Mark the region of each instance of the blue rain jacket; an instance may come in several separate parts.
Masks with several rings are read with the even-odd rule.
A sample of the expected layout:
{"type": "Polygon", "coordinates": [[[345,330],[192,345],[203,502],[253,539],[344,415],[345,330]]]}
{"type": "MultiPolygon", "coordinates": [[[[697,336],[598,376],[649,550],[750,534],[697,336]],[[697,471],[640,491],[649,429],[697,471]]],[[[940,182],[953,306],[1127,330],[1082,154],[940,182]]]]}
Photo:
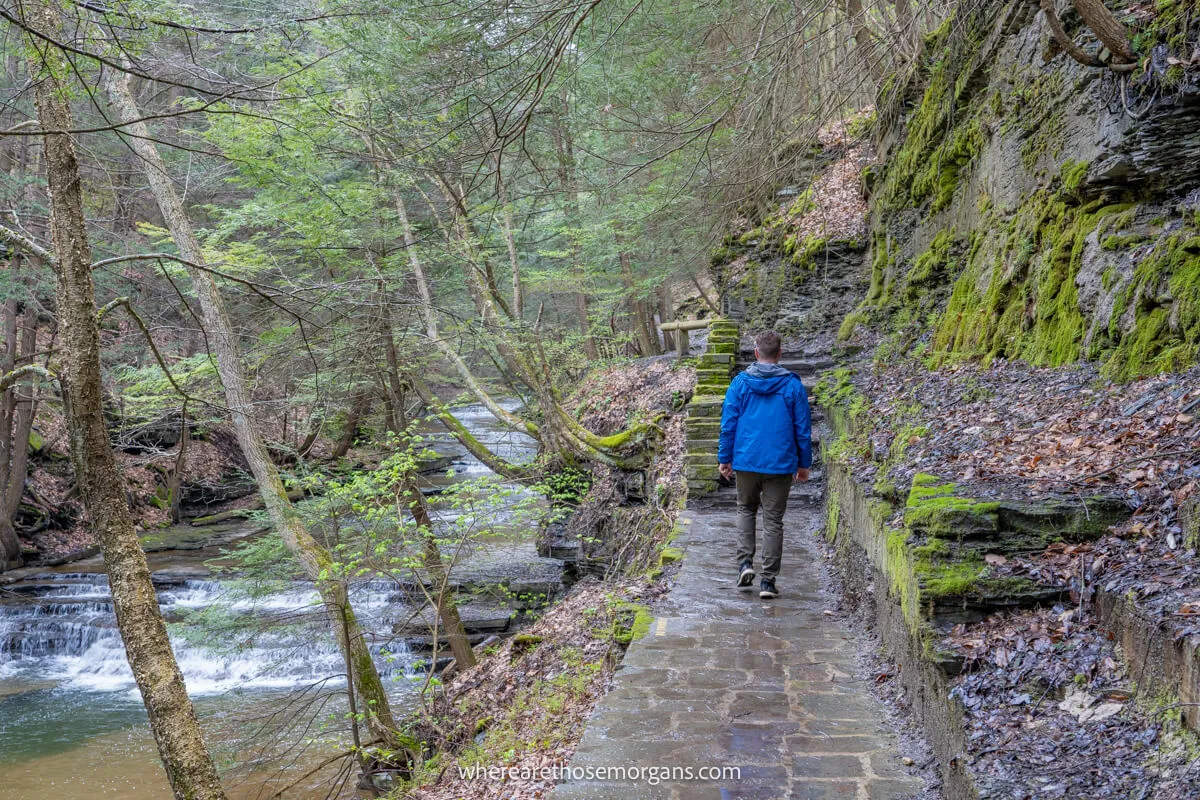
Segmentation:
{"type": "Polygon", "coordinates": [[[733,379],[721,409],[716,461],[766,475],[812,465],[809,395],[797,375],[760,361],[733,379]]]}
----------
Could you copy the lines above word for word, leaving out the pictures?

* _Expected output_:
Mark the region of each instance of the blue rain jacket; an instance may come in several separate parts.
Masks with several rings are read with the even-odd rule.
A sample of the expected layout:
{"type": "Polygon", "coordinates": [[[345,330],[192,345],[203,502],[253,539],[344,415],[345,330]]]}
{"type": "MultiPolygon", "coordinates": [[[[697,336],[598,376],[649,550],[750,534],[697,336]],[[697,471],[640,491],[649,429],[697,471]]],[[[940,182],[953,306],[1127,330],[1082,154],[940,182]]]]}
Photo:
Segmentation:
{"type": "Polygon", "coordinates": [[[733,379],[721,409],[716,461],[766,475],[812,465],[809,395],[797,375],[760,361],[733,379]]]}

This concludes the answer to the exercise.